Provided data:
::::::

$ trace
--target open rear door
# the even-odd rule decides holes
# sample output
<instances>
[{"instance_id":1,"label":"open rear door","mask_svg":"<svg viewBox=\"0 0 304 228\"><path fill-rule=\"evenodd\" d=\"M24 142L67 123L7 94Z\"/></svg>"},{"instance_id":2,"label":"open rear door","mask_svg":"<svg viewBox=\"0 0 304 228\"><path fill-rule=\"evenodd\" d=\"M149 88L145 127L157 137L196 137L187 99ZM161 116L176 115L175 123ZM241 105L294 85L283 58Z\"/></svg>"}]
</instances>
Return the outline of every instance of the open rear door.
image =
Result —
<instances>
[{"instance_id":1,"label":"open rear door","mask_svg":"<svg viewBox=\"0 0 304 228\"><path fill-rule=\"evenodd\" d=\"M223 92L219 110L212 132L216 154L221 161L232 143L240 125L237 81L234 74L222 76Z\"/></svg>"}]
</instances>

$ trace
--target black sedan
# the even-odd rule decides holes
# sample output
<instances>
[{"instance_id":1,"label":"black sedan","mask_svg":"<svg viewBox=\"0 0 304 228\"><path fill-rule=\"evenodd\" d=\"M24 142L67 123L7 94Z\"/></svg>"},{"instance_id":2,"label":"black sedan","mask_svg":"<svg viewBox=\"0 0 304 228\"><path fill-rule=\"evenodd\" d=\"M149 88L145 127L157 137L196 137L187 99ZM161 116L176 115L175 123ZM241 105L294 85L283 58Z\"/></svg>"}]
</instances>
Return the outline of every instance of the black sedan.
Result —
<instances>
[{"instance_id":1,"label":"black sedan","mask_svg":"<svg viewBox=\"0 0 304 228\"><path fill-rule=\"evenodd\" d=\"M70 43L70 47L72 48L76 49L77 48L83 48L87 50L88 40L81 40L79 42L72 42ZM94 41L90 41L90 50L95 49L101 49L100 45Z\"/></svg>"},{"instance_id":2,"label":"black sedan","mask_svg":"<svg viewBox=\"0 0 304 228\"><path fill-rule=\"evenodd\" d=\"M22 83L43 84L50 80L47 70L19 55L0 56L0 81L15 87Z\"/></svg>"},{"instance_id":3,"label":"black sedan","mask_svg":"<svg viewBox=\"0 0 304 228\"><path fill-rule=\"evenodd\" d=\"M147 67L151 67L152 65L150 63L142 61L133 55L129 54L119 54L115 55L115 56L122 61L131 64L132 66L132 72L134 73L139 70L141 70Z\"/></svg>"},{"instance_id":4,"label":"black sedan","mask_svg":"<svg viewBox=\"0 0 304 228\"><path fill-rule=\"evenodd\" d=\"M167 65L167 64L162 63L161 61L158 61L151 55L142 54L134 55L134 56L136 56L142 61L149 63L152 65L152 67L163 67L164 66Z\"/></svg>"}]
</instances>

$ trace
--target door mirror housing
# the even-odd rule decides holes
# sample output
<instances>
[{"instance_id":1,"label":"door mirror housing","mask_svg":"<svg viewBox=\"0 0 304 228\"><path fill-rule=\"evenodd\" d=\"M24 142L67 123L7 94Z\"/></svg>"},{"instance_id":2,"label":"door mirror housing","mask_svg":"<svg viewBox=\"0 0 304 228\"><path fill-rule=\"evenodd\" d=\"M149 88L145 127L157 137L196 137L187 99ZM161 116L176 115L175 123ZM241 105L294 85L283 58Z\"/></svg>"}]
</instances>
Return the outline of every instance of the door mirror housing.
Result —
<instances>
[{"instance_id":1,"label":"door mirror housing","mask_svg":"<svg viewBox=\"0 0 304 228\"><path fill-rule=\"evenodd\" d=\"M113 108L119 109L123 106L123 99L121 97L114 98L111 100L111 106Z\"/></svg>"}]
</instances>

::::::

Exercise objective: All of the lines above need to be given again exactly.

Result of this task:
$ trace
--target open rear door
# the even-odd rule decides holes
# sample output
<instances>
[{"instance_id":1,"label":"open rear door","mask_svg":"<svg viewBox=\"0 0 304 228\"><path fill-rule=\"evenodd\" d=\"M24 142L67 123L7 94Z\"/></svg>"},{"instance_id":2,"label":"open rear door","mask_svg":"<svg viewBox=\"0 0 304 228\"><path fill-rule=\"evenodd\" d=\"M149 88L145 127L157 137L196 137L187 99ZM161 116L176 115L175 123ZM241 105L294 85L283 58Z\"/></svg>"}]
</instances>
Return the outline of every instance of the open rear door.
image =
Result —
<instances>
[{"instance_id":1,"label":"open rear door","mask_svg":"<svg viewBox=\"0 0 304 228\"><path fill-rule=\"evenodd\" d=\"M223 92L219 110L212 132L216 154L221 161L232 143L240 125L237 81L234 74L222 76Z\"/></svg>"}]
</instances>

$ trace
--target black sedan
# the even-odd rule decides holes
# sample output
<instances>
[{"instance_id":1,"label":"black sedan","mask_svg":"<svg viewBox=\"0 0 304 228\"><path fill-rule=\"evenodd\" d=\"M24 142L67 123L7 94Z\"/></svg>"},{"instance_id":2,"label":"black sedan","mask_svg":"<svg viewBox=\"0 0 304 228\"><path fill-rule=\"evenodd\" d=\"M149 88L145 127L157 137L196 137L187 99ZM161 116L176 115L175 123ZM241 105L294 85L283 58Z\"/></svg>"}]
</instances>
Return the outline of every instance of the black sedan.
Result —
<instances>
[{"instance_id":1,"label":"black sedan","mask_svg":"<svg viewBox=\"0 0 304 228\"><path fill-rule=\"evenodd\" d=\"M70 43L70 47L72 48L76 49L77 48L83 48L87 50L88 40L81 40L79 42L72 42ZM94 41L90 41L90 50L95 49L101 49L100 45Z\"/></svg>"},{"instance_id":2,"label":"black sedan","mask_svg":"<svg viewBox=\"0 0 304 228\"><path fill-rule=\"evenodd\" d=\"M22 83L43 84L50 80L47 70L19 55L0 56L0 81L15 87Z\"/></svg>"},{"instance_id":3,"label":"black sedan","mask_svg":"<svg viewBox=\"0 0 304 228\"><path fill-rule=\"evenodd\" d=\"M147 67L151 67L152 65L150 63L142 61L133 55L129 54L119 54L115 55L115 56L122 61L131 64L132 66L132 72L134 73L139 70L141 70Z\"/></svg>"},{"instance_id":4,"label":"black sedan","mask_svg":"<svg viewBox=\"0 0 304 228\"><path fill-rule=\"evenodd\" d=\"M167 65L167 64L162 63L161 61L158 61L151 55L142 54L134 55L134 56L136 56L142 61L149 63L152 65L152 67L163 67L164 66Z\"/></svg>"}]
</instances>

$ trace
--target door mirror housing
# the even-odd rule decides holes
# sample output
<instances>
[{"instance_id":1,"label":"door mirror housing","mask_svg":"<svg viewBox=\"0 0 304 228\"><path fill-rule=\"evenodd\" d=\"M24 142L67 123L7 94Z\"/></svg>"},{"instance_id":2,"label":"door mirror housing","mask_svg":"<svg viewBox=\"0 0 304 228\"><path fill-rule=\"evenodd\" d=\"M149 88L145 127L157 137L196 137L187 99ZM161 116L176 115L175 123ZM241 105L294 85L283 58Z\"/></svg>"}]
</instances>
Return the outline of every instance of the door mirror housing.
Result —
<instances>
[{"instance_id":1,"label":"door mirror housing","mask_svg":"<svg viewBox=\"0 0 304 228\"><path fill-rule=\"evenodd\" d=\"M113 108L119 109L123 106L123 99L121 97L114 98L111 100L111 106Z\"/></svg>"}]
</instances>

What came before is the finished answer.